PASSAGE TO READ ▸
IV. A Newer Geography of Hope

The preceding analysis suggests that social capital is the key to mobilizing and enhancing the more tangible benefits of communities. It is important to consider the scale at which various kinds of activities occur, how formal the boundaries are that either constrain or enable activities, and since the capital is social, who gets to be involved.

       Consider the question of just where communities are. From an administrative point of view, the United States is currently composed of fifty states, 3,000 counties, 24,000 municipalities and another 64,000 townships and special service districts, plus an unknown number of wards within these towns and villages.126 From an ecological point of view, the boundaries are much fuzzier and relate more to the distribution of natural resources: is the U.S. composed of a handful of geological regions, dozens of airshed transport regions, or hundreds if not thousands of riverine watersheds?127 And from the social perspective, home and neighborhood is where you have identity (Wendell Berry: if you don't know where you are, you can't know who you are). While much has been written about the "placeless" nature of the evolving information economy, it also appears that in many ways, the newer complexities of life require more face to face interaction than ever.128

Thinking About Small Places: Putting the Place Back Into Marketplace

What are some of the institutional forms that place-based initiatives take, and and what are the geographies that go with these activities?

REQUIREMENT 1 ▸
Report every line in the records that contains the word "tight".

DATASET CONTENT ▸
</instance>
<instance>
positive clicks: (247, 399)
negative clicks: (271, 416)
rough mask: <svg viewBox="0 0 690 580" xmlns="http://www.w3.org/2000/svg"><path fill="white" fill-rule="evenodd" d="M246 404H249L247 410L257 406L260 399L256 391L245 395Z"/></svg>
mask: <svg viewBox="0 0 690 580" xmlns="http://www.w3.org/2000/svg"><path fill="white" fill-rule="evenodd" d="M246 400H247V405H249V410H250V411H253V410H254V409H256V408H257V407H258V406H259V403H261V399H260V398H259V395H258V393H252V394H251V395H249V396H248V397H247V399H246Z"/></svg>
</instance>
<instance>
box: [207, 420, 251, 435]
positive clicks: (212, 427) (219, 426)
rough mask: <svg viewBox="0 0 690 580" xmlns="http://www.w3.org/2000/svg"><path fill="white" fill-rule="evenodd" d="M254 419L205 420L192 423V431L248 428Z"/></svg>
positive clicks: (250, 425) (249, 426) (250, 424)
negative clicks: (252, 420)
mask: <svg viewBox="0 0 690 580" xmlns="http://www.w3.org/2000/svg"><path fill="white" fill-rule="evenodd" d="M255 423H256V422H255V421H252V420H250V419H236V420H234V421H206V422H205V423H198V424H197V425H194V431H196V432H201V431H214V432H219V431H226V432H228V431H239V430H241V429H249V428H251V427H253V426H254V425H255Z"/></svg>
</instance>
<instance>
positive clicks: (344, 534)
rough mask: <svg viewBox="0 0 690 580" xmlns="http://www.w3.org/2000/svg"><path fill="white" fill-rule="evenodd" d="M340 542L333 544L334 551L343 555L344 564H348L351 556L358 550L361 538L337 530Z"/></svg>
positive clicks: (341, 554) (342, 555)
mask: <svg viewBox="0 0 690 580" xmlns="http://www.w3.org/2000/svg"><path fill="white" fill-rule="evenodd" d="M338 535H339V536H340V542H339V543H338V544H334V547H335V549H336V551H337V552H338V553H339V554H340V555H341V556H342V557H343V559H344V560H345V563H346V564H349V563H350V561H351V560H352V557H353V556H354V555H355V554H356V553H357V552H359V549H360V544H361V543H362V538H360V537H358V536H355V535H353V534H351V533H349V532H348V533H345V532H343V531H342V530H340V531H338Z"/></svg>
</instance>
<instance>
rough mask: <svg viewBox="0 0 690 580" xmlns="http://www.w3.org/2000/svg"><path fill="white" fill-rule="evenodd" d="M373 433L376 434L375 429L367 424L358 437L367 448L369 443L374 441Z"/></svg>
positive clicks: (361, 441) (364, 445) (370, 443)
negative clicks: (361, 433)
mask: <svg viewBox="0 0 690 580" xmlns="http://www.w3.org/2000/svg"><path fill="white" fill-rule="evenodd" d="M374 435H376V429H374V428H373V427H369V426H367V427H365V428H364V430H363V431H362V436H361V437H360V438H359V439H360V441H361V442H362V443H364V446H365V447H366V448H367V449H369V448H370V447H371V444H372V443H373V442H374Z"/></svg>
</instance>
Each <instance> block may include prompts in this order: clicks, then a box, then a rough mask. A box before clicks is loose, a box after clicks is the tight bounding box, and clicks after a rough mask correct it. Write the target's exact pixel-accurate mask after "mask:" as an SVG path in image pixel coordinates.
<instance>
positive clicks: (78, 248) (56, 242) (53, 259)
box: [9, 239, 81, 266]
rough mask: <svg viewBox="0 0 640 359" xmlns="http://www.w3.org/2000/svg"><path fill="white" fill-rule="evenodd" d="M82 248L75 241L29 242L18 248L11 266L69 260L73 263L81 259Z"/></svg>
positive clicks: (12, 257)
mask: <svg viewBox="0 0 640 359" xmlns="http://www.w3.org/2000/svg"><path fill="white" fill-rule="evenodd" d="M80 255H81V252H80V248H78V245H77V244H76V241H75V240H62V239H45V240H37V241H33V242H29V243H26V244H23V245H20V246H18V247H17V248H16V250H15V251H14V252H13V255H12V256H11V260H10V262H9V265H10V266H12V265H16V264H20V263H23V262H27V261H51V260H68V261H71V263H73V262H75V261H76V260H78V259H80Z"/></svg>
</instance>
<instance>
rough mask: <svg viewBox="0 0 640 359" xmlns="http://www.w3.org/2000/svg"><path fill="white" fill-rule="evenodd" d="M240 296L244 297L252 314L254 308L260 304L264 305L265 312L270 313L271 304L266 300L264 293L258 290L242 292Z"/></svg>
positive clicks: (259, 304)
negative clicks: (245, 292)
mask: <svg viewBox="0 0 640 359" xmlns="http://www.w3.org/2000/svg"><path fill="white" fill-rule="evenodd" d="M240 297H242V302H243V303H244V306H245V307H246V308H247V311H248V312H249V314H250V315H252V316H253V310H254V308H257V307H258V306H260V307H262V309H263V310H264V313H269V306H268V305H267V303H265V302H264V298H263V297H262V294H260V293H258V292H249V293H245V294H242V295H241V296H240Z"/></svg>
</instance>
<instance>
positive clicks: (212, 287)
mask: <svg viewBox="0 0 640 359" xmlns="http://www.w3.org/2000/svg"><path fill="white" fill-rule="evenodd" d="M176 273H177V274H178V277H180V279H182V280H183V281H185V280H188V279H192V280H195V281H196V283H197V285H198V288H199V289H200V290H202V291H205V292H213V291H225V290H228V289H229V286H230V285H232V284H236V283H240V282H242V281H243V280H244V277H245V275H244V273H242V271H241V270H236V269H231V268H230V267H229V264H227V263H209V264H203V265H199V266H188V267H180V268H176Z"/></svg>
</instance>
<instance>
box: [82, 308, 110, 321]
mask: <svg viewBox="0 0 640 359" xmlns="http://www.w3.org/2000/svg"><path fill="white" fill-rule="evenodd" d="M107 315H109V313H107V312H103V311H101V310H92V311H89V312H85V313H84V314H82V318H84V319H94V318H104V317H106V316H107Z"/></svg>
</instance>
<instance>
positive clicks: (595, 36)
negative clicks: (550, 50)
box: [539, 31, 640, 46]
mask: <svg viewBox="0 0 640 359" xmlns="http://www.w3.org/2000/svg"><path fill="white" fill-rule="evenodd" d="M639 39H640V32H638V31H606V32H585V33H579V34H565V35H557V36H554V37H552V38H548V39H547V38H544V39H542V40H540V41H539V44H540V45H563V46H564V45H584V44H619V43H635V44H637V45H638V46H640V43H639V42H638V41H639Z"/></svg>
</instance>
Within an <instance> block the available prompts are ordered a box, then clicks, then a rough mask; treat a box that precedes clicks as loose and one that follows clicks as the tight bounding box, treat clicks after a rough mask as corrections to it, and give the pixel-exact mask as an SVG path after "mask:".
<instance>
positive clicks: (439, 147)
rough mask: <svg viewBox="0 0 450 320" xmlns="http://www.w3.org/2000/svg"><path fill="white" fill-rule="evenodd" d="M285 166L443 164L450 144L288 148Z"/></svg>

REQUIREMENT 2 ▸
List the kinds of administrative units that the passage on communities and social capital says make up the United States.

RESPONSE AREA 1 ▸
Each <instance> block may include prompts in this order: clicks, then a box, then a rough mask. A box before clicks is loose, a box after clicks is the tight bounding box, and clicks after a rough mask correct it. Write the target's exact pixel-accurate mask after "mask:" as an SVG path in image pixel coordinates.
Within an <instance> block the available prompts are ordered a box, then clicks, then a rough mask; treat a box that precedes clicks as loose and one that follows clicks as the tight bounding box, treat clicks after a rough mask as corrections to it, and give the pixel-exact mask as an SVG path after "mask:".

RESPONSE AREA 2 ▸
- States
- Counties
- Municipalities
- Townships
- Special service districts
- Wards within towns and villages